--- Tarea a ---
Responde a estas preguntas sobre la homilía:
(i) ¿De qué diócesis era obispo Martín de Elizalde?
(ii) ¿En qué fecha tuvo lugar la celebración?
(iii) ¿Cuántos momentos o pasos distingue la homilía en la celebración litúrgica de ese día?

--- Texto citado ---
#####
Homilía de monseñor Martín de Elizalde, obispo de Nueve de Julio, en la celebración del Domingo de Ramos (Iglesia Catedral, 17 de abril de 2011)
Queridos hermanos y hermanas:
¿Qué significado tiene que nos hayamos encontrado esta mañana en la plaza, frente al templo, y desde allí ingresáramos todos juntos en él, cantando con alegría y agitando los ramos en nuestras manos? ¿Estamos reproduciendo un hecho del pasado, único es verdad, con el cual queremos identificarnos, o más bien deseamos mostrarnos partícipes, espiritualmente presentes en ese lugar y en ese tiempo, como lo estamos ahora en el nuestro? ¿Somos conscientes, seriamente conscientes, de lo que significa cuanto estamos haciendo, que no es una mera representación ni tampoco la entrega de los ramos bendecidos, solamente, para que los llevemos a nuestras casas, como una prenda de bienestar y de felicidad? En nuestra celebración litúrgica de hoy, en su mismo desarrollo y por los espléndidos textos que la Iglesia nos propone, podemos distinguir tres momentos, o pasos, que recorremos con fe. Ojalá, queridos hermanos, lo hagamos con la mayor atención y dedicación, para recibir su riquísimo y tan necesario mensaje, la palabra que Dios nos dirige en esta ocasión a todos y a cada uno de nosotros.
#####
--- Datos del ejercicio ---
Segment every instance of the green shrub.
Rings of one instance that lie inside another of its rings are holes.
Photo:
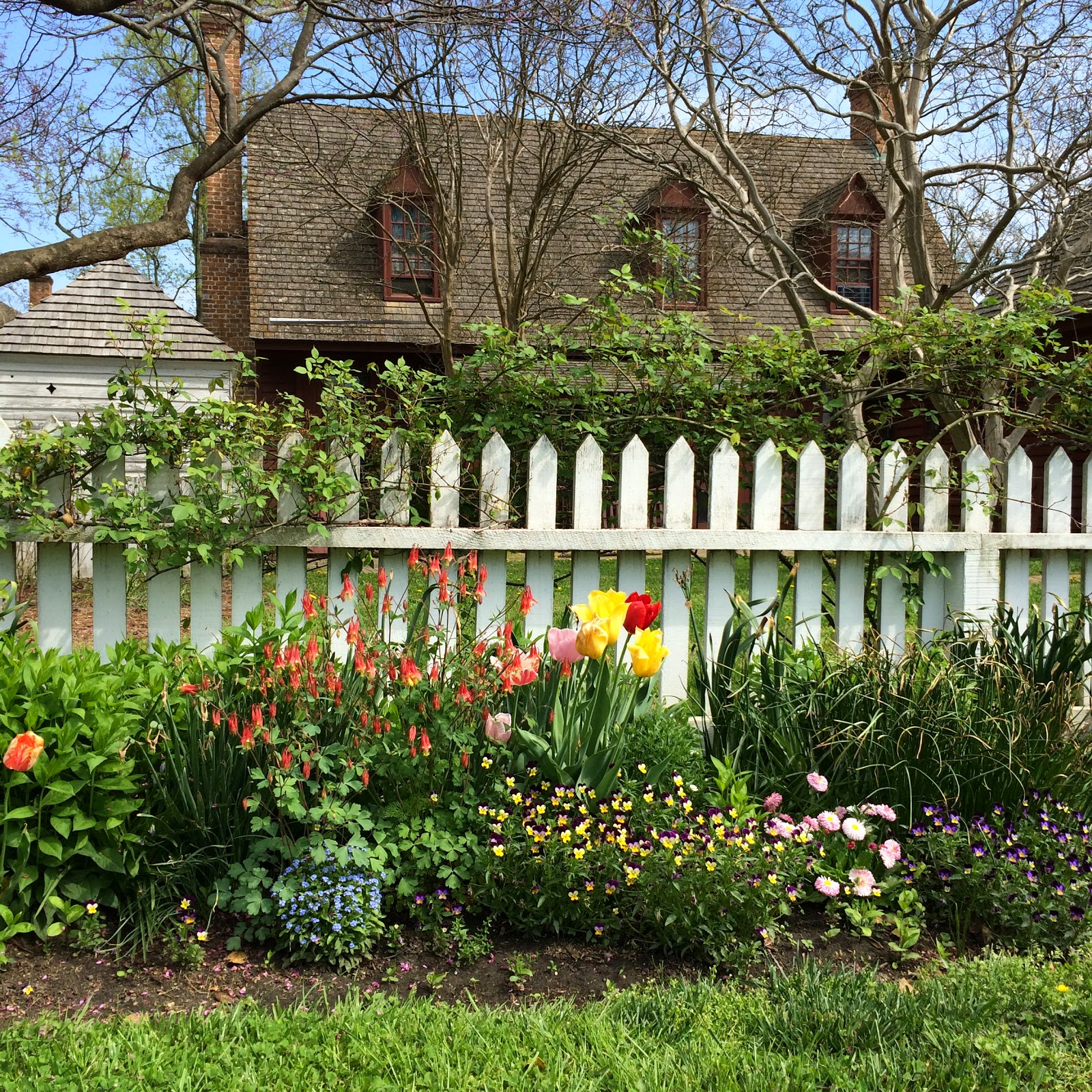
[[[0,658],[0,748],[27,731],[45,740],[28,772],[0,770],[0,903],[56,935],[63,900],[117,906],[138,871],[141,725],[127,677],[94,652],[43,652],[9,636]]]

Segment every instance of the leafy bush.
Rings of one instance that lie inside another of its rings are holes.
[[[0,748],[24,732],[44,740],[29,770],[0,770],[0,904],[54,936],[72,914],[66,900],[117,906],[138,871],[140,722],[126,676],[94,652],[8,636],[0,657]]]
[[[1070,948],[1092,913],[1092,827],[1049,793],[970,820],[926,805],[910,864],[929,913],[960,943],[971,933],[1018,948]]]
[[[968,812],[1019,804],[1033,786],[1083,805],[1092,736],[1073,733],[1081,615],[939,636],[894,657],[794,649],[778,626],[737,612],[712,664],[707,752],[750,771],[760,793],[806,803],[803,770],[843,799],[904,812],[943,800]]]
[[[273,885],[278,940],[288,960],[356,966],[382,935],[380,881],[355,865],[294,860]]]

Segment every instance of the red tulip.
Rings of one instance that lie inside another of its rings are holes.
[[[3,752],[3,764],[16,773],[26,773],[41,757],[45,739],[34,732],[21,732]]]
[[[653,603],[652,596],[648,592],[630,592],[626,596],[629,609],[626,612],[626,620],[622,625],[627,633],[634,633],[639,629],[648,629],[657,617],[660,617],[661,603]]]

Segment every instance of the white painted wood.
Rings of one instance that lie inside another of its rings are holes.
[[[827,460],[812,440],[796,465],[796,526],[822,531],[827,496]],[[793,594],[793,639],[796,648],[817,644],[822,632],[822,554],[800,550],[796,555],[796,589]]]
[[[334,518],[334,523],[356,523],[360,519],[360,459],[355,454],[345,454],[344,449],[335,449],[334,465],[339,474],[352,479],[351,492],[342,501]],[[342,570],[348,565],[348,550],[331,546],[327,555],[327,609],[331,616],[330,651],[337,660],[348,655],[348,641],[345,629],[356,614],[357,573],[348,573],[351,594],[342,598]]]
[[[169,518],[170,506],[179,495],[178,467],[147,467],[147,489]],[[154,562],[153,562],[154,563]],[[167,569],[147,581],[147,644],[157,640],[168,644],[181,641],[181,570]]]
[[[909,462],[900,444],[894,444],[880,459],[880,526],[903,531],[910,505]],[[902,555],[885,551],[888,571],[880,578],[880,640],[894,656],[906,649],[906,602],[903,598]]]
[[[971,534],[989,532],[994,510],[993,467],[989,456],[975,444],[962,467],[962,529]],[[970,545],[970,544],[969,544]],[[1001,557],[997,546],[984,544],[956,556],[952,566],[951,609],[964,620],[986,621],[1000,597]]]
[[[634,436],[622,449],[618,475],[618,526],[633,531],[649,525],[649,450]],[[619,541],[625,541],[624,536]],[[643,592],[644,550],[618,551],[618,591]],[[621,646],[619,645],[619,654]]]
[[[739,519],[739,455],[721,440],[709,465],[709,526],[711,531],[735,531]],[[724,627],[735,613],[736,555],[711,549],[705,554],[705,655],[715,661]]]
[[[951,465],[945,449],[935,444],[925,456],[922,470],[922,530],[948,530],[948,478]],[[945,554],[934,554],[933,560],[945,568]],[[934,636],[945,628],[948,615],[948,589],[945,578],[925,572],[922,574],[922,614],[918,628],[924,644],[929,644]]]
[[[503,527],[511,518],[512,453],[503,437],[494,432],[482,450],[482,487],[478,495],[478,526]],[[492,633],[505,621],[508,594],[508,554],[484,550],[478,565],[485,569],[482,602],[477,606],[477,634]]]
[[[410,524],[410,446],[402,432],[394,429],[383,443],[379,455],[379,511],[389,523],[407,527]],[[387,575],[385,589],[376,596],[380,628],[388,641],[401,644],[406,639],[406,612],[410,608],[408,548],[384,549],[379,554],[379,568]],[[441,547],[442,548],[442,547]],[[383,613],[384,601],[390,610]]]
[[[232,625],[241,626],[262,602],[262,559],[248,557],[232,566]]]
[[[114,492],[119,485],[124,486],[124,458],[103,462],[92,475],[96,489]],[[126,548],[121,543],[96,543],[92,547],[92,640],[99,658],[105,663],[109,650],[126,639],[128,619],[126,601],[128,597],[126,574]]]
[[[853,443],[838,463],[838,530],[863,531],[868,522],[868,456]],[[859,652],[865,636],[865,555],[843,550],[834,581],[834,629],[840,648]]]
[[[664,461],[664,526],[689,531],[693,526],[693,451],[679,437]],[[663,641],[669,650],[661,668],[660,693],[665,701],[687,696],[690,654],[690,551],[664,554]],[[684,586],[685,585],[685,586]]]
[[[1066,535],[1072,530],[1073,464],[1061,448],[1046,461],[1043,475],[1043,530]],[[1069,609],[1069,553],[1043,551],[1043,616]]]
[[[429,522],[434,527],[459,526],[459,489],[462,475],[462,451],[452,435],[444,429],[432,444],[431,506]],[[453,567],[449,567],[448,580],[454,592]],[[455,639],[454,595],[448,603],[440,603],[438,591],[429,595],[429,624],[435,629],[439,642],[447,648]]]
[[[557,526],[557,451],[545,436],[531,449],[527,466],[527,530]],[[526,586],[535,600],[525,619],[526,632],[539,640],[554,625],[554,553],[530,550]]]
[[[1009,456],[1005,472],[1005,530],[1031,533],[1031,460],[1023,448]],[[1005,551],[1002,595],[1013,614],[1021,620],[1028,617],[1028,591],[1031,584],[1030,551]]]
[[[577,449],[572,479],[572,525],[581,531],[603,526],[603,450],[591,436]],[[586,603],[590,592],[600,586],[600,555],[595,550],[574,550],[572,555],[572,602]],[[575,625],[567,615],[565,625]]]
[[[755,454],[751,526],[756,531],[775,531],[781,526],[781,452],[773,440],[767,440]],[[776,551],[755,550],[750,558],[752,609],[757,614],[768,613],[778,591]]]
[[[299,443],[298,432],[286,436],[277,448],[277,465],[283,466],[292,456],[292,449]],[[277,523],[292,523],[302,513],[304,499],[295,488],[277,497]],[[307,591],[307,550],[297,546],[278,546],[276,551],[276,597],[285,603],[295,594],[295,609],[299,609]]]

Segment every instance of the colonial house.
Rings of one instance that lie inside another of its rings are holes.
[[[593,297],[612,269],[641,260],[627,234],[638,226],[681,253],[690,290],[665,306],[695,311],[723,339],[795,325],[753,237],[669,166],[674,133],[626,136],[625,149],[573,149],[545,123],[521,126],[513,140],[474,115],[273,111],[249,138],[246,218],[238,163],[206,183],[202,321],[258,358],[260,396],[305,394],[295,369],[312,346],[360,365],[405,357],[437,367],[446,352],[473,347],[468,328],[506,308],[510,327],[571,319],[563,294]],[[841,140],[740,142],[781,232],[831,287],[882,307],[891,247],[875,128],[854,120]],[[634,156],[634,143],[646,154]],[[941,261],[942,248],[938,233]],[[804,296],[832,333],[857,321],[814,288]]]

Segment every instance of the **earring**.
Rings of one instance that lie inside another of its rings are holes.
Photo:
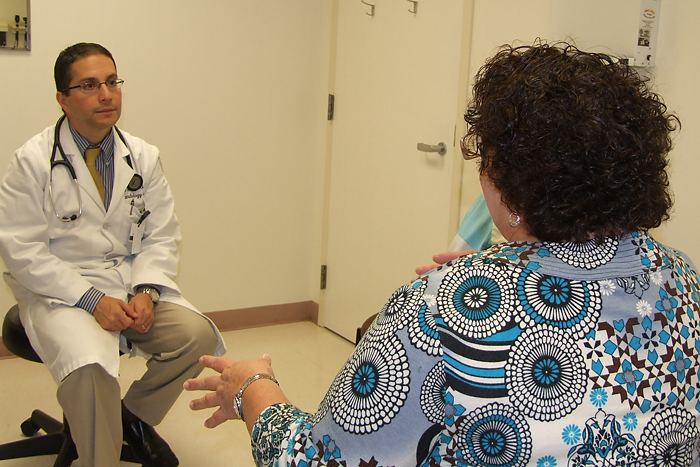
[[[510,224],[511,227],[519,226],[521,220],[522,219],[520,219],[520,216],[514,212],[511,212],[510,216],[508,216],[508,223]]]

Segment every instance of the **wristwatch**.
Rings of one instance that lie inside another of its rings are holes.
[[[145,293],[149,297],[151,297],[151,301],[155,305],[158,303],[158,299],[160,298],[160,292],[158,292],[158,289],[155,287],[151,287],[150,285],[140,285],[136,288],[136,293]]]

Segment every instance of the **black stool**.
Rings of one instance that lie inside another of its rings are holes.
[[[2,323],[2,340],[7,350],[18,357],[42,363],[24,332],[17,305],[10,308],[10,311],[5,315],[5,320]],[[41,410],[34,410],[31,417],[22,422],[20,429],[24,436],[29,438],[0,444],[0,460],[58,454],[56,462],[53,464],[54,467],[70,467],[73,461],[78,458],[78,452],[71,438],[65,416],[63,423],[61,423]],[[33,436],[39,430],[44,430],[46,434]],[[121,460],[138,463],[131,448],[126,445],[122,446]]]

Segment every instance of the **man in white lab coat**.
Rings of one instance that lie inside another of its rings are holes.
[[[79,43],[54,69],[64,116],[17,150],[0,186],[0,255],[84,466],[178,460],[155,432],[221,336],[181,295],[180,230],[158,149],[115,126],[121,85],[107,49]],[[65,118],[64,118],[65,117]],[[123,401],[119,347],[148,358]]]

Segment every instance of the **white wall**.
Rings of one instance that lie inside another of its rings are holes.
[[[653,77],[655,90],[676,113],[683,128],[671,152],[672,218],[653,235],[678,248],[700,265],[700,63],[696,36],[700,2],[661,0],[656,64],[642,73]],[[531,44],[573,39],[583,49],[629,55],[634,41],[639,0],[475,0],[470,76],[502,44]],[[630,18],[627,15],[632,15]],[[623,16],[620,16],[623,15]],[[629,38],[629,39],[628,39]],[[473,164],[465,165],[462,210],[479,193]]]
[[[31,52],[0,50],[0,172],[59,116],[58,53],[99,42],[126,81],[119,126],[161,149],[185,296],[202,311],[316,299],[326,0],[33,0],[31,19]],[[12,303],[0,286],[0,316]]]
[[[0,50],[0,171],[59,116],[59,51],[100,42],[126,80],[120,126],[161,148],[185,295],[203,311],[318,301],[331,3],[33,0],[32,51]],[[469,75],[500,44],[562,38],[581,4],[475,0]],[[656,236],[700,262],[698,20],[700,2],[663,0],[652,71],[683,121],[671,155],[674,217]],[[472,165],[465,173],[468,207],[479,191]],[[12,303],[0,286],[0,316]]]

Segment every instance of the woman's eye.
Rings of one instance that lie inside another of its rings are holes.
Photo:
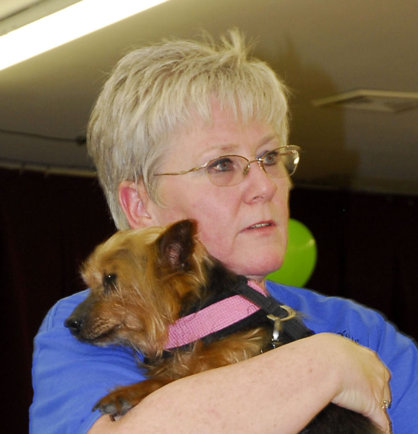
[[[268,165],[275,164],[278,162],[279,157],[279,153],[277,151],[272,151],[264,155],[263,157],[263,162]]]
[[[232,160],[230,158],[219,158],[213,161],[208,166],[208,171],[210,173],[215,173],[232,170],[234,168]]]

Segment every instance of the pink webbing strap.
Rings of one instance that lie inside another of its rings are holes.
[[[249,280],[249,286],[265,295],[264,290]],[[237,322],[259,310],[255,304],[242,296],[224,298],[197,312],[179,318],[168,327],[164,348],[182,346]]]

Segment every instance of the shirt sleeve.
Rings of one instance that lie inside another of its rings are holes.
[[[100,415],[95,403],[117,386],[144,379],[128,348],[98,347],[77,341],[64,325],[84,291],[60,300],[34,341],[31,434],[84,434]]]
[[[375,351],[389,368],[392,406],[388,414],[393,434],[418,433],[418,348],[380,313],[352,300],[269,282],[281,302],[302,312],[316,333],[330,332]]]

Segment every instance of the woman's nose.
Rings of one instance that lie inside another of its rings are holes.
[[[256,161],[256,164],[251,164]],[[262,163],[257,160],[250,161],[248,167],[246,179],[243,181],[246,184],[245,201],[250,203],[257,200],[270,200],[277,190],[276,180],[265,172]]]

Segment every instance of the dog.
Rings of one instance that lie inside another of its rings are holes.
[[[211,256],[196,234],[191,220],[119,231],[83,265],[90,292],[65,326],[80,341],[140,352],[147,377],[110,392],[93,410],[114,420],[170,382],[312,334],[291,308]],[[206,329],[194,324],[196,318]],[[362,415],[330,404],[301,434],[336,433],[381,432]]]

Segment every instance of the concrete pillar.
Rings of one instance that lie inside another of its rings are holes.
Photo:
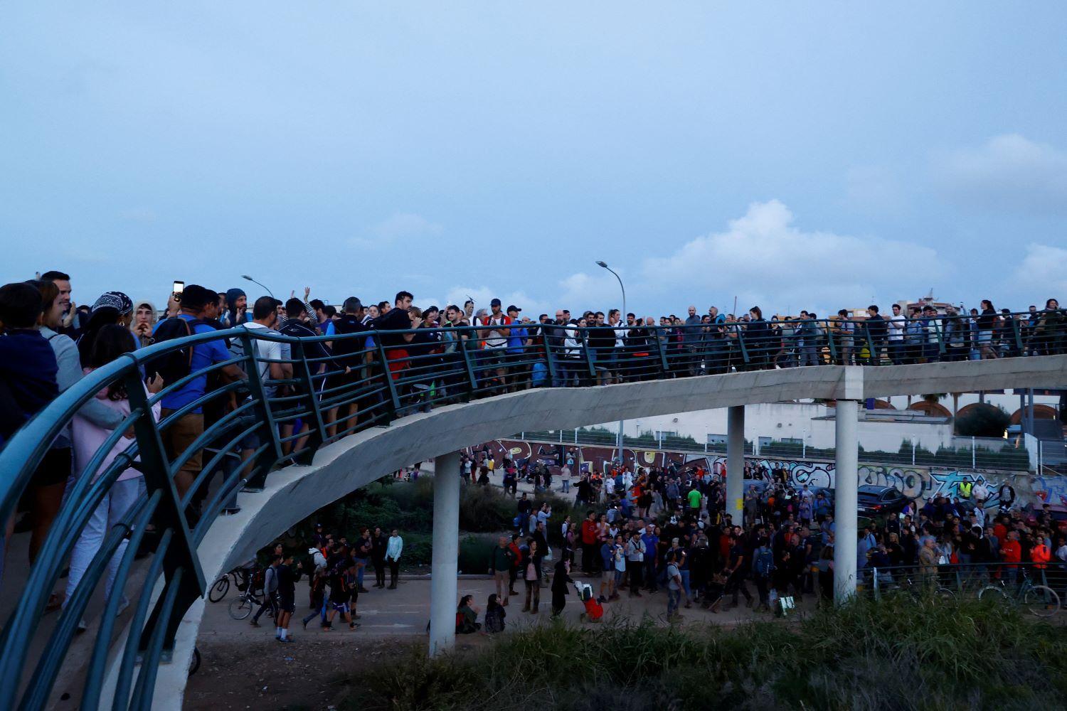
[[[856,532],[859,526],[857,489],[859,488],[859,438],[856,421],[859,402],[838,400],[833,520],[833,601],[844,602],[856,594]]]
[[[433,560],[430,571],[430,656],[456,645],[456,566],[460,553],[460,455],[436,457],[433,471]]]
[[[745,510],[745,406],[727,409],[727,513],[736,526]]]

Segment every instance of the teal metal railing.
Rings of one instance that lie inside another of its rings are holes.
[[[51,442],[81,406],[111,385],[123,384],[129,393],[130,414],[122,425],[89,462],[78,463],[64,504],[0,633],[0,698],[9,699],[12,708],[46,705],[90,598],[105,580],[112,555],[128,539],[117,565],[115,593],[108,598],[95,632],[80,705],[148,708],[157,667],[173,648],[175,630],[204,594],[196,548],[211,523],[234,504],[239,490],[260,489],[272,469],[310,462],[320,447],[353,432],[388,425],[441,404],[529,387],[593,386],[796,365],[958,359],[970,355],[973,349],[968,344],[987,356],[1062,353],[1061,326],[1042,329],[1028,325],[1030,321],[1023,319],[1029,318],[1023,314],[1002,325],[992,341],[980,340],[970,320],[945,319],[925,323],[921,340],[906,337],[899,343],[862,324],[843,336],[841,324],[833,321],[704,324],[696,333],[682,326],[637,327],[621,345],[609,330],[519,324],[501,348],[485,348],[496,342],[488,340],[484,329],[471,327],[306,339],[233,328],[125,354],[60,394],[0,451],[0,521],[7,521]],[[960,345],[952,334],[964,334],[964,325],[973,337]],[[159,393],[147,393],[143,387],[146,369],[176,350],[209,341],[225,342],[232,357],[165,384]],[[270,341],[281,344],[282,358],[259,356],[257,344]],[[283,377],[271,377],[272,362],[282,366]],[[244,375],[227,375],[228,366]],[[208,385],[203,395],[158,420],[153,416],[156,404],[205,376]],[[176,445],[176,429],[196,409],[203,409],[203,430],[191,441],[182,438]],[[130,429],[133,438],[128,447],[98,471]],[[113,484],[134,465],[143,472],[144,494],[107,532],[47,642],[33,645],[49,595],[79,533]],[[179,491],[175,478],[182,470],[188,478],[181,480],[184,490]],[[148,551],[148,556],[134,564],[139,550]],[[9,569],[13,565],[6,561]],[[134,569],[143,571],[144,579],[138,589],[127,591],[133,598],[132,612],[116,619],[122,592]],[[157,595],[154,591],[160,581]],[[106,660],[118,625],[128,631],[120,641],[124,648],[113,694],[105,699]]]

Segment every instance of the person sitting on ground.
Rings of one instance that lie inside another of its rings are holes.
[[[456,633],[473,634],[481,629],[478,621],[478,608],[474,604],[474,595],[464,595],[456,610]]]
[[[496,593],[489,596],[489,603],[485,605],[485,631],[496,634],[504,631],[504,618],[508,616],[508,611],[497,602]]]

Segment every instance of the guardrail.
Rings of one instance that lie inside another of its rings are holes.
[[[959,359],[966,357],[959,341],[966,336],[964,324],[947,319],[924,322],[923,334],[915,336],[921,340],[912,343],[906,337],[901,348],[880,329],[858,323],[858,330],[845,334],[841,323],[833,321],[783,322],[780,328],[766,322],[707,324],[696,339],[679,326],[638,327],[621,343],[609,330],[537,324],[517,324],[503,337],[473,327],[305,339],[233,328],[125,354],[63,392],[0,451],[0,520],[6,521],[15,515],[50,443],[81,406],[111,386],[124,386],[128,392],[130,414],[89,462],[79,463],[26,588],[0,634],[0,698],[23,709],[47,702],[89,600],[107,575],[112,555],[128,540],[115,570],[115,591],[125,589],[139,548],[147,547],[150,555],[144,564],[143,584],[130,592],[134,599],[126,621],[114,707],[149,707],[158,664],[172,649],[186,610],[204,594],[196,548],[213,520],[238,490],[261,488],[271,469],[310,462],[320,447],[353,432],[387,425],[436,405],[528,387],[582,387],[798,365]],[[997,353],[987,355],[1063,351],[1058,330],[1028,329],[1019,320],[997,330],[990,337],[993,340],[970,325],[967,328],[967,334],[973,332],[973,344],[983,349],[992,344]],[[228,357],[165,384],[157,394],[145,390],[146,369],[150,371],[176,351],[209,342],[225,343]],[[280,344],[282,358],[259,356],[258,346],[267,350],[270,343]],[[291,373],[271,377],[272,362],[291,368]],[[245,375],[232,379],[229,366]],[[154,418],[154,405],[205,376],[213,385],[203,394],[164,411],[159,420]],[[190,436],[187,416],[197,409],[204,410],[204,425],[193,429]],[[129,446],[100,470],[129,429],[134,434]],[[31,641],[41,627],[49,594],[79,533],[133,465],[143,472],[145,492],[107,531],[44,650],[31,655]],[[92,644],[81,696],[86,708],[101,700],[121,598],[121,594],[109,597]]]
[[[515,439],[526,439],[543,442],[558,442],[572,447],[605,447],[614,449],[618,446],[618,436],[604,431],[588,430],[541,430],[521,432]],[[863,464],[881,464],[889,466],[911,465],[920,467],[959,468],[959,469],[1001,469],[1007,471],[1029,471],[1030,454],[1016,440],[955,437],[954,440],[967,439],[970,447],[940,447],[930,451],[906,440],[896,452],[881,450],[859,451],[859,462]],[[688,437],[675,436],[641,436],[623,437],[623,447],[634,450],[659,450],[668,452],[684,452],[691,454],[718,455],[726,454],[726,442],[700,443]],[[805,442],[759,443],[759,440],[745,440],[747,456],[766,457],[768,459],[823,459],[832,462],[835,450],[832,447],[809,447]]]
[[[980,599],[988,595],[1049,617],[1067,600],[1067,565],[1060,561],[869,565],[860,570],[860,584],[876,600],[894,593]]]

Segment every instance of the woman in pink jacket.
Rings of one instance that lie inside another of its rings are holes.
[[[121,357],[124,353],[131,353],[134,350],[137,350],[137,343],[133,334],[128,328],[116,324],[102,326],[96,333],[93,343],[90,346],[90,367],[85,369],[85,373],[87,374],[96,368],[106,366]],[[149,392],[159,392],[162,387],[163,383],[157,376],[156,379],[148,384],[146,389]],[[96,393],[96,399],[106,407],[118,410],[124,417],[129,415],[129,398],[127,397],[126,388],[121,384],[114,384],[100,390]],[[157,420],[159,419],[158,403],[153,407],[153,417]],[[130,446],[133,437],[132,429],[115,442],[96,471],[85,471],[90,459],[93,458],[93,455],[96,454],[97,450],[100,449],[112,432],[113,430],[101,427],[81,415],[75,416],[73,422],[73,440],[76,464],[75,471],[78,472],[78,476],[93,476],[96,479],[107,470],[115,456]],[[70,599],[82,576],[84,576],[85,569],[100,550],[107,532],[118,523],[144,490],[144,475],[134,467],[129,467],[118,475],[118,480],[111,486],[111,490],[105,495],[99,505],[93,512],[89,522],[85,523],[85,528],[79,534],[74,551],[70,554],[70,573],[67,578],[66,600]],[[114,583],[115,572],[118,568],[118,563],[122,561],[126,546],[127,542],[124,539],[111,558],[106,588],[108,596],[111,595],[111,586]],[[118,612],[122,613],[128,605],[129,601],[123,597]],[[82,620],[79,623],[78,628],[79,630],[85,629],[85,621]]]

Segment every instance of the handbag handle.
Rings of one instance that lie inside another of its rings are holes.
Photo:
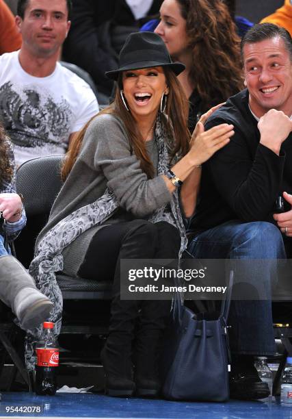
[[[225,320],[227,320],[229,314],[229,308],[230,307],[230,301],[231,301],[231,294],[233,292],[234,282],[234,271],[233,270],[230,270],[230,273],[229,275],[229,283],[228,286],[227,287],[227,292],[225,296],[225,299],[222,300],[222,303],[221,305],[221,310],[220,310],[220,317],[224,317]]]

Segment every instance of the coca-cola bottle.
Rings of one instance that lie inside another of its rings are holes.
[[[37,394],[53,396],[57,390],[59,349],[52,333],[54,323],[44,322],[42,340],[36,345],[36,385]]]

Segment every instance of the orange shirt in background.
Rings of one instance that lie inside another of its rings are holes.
#####
--- Tarea b ---
Indica cuántas líneas de las filas contienen la palabra "woman". Da solo el número.

--- Solución a ---
(i) Nueve de Julio.
(ii) El 17 de abril de 2011.
(iii) Tres.

--- Solución b ---
3